Textauszug ->
=-=-=-=-=

Projektreportage

Apartmenthaus Johannnisstraße 3, Berlin
Jürgen Mayer H., Berlin

Nach Süden öffnet sich das Gebäude zum begrünten Hinterhof mit großzügigen Balkonen. Die Lamellenstruktur bildet Fassade und Geländer.

Bewegung trotz Enge

  • Autorin: Franziska Weinz
  • Fotos: Patricia Parinejad, Paul Green, Ludger Paffrath, Quabbe + Tessmann

Das Apartmenthaus in der Johannisstraße 3 ist das erste Projekt von Jürgen Mayer H. an seinem Wohn- und Arbeitsort Berlin, und wie immer schafft er es auch hier, sich aus der Masse hervorzuheben. Der Gewinner des 2010 erstmalig vergebenen Audi Urban Future Awards „A.WAY“ geht davon aus, dass der Individualverkehr in den Städten zukünftig kaum noch eine Chance hat. Vor allem im hochfrequentierten Berlin-Mitte ist ein fester Stellplatz für das eigene Auto heute aber noch unverzichtbar.

Biegt man von der belebten Friedrichstraße direkt hinter dem Friedrichstadtpalast in die Johannisstraße ab, ändert sich einiges: Der Lärm verhallt, die Straße wird deutlich schmäler, es brechen große Brachen zwischen den Gebäuden auf, und die Baustile vermischen sich. Die Kalkscheune aus dem 19. Jahrhundert, der Friedrichstadtpalast aus den 80er Jahren, eine Reihe von unscheinbaren Neubauten und der Blick auf die Ruine des ehemaligen Tacheles – wie soll man als Architekt den eigenen Entwurf in solch ein Umfeld integrieren? Jürgen Mayer H. Architekten setzen auf Individualität. Dank des mutigen Bauherrn Stefan Höglmaier von der Euroboden GmbH ist es ihnen in der „JOH3“ gelungen, die sonst oft strikte Berliner Blockrandbebauung neu zu inszenieren: Ein Vorder- und Hinterhaus oder gar ein Quergebäude gibt es hier nicht. Vielmehr breitet sich das hochwertig ausgestattete Apartmenthaus mit 21 Wohnungen und zwei Gewerbeeinheiten im Erdgeschoss wie eine Landschaft über das Grundstück aus.

Zwischen den beiden Gewerbeeinheiten im Erdgeschoss befindet sich die Einfahrt zur Tiefgarage, die nur durch den waagerechten Einschnitt in der Fassade zu erahnen ist.

Zwischen den beiden Gewerbeeinheiten im Erdgeschoss befindet sich die Einfahrt zur Tiefgarage, die nur durch den waagerechten Einschnitt in der Fassade zu erahnen ist.

Von der östlichen Brandwand ausgehend zieht sich ein Einschnitt in die Gebäudekubatur wie eine Art Atrium über alle Geschosse. Die Funktionseinheiten der Wohnungen sind diesem Innenhof zugeordnet und werden so belichtet. Nach Süden zum Hinterhof öffnet sich das 2012 fertiggestellte Gebäude mit großzügigen Balkonen. Den Architekten war es wichtig, dieses innerstädtisch verdichtete Gebiet gezielt mit landschaftlichen Elementen aufzulockern und gleichzeitig einen geschützten Rückzugsort zu schaffen. Darauf aufbauend entwickelten sie ein Leitdetail, das beide Aspekte vereint: organisch geschwungene Lamellen, deren Form den Landschaftsgedanken fortführt und die zugleich die Privatsphäre der Bewohner schützen.

=-=-=-=-=

Datensätze ->
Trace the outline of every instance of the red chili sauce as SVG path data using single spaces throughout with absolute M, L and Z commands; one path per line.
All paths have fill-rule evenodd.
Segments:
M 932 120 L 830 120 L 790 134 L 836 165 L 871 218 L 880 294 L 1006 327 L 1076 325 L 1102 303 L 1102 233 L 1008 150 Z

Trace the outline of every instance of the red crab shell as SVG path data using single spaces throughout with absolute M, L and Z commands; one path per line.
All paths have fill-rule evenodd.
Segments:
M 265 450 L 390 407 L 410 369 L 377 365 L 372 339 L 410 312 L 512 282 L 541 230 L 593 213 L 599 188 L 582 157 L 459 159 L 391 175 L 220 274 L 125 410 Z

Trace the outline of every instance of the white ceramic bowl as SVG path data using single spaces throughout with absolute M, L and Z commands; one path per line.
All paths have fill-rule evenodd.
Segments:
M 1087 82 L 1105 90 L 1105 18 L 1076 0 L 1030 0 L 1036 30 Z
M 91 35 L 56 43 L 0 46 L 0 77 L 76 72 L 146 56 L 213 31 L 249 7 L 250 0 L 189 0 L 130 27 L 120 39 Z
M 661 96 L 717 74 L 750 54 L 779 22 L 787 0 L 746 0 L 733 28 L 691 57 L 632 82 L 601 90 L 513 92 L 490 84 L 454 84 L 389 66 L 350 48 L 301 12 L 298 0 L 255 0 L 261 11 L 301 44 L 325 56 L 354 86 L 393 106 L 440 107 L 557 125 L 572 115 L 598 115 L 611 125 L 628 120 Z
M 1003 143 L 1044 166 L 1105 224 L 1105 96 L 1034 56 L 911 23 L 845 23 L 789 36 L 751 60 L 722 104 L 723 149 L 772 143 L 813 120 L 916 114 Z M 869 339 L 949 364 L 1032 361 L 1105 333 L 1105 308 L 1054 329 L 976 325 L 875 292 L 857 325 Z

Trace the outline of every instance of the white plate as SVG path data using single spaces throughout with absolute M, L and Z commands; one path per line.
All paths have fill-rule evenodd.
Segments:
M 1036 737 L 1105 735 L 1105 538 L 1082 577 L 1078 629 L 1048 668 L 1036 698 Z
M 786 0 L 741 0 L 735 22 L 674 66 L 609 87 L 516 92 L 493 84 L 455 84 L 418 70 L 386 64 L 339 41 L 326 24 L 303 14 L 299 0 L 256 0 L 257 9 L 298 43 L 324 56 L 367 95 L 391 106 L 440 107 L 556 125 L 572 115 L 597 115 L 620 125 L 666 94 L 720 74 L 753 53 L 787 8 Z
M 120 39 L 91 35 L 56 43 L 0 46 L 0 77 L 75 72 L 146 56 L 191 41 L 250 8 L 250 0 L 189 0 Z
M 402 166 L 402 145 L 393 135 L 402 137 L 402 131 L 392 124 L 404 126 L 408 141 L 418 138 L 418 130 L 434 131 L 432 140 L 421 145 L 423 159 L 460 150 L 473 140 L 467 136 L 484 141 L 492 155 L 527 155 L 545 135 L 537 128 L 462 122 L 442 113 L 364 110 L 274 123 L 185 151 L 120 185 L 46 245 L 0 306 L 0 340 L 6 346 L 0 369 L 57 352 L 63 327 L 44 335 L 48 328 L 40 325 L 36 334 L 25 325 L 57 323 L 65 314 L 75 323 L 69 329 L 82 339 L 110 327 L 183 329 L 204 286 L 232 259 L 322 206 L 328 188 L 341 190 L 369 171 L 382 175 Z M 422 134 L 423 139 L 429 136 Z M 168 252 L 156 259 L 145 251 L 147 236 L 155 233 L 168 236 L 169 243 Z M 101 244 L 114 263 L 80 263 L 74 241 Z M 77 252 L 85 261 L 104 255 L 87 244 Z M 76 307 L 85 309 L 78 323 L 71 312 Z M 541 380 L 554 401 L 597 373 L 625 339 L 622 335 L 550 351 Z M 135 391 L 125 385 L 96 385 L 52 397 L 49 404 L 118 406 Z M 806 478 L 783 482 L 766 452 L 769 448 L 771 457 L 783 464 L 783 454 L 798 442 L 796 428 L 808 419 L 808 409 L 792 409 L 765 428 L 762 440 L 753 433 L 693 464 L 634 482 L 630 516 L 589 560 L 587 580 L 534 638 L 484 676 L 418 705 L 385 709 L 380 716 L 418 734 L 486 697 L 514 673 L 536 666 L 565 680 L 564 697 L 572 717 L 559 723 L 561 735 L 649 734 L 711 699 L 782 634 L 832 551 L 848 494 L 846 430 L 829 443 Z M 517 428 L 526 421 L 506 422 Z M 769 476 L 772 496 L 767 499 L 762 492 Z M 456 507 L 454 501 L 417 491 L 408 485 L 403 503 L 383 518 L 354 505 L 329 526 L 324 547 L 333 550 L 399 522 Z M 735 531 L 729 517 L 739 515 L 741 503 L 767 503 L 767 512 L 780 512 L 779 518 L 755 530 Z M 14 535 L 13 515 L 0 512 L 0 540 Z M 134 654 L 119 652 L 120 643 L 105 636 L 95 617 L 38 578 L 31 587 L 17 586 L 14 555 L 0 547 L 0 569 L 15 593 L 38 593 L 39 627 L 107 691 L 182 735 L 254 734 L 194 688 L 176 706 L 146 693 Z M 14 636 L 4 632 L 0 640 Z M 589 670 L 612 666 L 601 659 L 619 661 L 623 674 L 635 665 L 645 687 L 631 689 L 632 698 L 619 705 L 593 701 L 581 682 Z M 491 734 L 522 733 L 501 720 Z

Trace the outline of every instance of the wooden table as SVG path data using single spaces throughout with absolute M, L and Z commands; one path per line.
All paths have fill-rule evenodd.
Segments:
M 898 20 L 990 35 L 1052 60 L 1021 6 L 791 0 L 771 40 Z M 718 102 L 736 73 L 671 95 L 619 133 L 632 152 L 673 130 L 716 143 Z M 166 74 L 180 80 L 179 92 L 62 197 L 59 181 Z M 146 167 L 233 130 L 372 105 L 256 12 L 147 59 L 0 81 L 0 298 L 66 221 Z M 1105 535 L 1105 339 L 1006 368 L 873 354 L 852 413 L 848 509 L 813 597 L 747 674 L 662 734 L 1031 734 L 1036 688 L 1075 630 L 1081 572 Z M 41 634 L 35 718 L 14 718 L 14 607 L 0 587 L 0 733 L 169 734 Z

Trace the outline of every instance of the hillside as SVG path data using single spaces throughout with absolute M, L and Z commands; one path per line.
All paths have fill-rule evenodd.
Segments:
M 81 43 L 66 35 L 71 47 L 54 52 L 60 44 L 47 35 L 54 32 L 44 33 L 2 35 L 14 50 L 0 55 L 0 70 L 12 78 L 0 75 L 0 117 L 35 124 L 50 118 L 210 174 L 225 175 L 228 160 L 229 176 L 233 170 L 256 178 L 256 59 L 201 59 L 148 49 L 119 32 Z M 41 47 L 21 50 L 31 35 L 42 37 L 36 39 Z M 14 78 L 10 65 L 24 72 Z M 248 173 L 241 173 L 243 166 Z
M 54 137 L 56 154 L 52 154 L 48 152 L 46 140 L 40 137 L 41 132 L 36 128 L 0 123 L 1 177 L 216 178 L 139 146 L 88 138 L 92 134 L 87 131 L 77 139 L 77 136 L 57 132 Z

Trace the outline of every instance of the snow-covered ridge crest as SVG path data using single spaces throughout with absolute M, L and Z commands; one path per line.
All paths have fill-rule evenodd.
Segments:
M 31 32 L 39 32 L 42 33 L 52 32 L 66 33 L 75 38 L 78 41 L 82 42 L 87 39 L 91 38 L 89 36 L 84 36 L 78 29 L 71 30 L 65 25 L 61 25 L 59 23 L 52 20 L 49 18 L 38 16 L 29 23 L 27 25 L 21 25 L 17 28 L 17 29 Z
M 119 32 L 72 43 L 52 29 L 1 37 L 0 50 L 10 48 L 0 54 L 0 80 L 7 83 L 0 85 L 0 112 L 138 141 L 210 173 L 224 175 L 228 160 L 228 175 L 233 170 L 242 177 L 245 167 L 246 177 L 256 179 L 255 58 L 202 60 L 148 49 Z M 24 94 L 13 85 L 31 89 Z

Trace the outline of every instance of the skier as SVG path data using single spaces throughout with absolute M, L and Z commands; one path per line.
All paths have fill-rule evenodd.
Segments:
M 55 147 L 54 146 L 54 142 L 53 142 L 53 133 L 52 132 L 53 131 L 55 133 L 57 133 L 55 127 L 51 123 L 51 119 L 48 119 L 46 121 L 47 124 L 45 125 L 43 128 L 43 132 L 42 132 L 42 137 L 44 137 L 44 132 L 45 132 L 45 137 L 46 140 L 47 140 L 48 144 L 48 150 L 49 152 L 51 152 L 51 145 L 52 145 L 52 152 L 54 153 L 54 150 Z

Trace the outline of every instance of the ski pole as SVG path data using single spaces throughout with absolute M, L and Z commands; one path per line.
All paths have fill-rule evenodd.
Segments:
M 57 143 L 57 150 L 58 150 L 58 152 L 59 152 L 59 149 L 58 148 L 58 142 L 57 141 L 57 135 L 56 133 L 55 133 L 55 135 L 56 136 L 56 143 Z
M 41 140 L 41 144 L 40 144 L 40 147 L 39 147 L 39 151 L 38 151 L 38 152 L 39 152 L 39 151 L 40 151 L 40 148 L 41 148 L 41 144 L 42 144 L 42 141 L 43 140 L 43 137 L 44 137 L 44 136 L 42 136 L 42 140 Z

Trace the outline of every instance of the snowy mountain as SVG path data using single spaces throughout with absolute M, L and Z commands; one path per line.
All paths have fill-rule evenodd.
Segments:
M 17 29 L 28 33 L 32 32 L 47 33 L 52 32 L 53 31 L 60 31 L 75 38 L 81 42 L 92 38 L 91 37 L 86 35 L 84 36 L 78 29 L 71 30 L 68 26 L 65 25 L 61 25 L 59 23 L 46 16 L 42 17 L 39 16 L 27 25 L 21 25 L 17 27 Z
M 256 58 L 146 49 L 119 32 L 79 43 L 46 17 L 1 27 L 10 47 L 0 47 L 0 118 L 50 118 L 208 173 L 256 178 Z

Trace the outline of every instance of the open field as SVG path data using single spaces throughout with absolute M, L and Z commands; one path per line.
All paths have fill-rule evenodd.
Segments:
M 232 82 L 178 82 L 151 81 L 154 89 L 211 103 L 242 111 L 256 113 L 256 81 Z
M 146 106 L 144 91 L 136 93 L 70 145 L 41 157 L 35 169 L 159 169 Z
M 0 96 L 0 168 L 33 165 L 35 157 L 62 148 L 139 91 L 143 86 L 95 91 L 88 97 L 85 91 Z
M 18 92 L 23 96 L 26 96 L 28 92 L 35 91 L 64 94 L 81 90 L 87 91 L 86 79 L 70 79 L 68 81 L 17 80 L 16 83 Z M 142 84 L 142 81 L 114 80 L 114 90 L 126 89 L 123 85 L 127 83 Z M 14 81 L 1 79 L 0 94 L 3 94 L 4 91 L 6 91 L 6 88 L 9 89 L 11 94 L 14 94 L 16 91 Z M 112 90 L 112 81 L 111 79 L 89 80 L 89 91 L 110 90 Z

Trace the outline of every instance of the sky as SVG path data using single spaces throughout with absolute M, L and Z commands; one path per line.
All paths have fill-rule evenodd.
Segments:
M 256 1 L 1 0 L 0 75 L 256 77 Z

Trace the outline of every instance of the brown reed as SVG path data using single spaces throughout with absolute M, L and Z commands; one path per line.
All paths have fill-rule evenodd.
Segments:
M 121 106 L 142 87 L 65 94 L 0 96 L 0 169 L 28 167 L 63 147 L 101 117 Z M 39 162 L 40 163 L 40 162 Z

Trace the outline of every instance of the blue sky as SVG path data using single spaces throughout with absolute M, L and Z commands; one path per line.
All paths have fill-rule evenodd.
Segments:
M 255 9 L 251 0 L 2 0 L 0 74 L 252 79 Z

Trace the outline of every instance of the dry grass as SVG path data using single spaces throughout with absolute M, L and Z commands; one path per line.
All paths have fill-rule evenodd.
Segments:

=-=-=-=-=

Arbeitsauftrag -> Schreiben Sie die Passage des Textauszugs zwischen „Das Apartmenthaus in“ und „aber noch unverzichtbar.“ wortgetreu ab, einschließlich dieser beiden Stellen.

Lösung ->
Das Apartmenthaus in der Johannisstraße 3 ist das erste Projekt von Jürgen Mayer H. an seinem Wohn- und Arbeitsort Berlin, und wie immer schafft er es auch hier, sich aus der Masse hervorzuheben. Der Gewinner des 2010 erstmalig vergebenen Audi Urban Future Awards „A.WAY“ geht davon aus, dass der Individualverkehr in den Städten zukünftig kaum noch eine Chance hat. Vor allem im hochfrequentierten Berlin-Mitte ist ein fester Stellplatz für das eigene Auto heute aber noch unverzichtbar.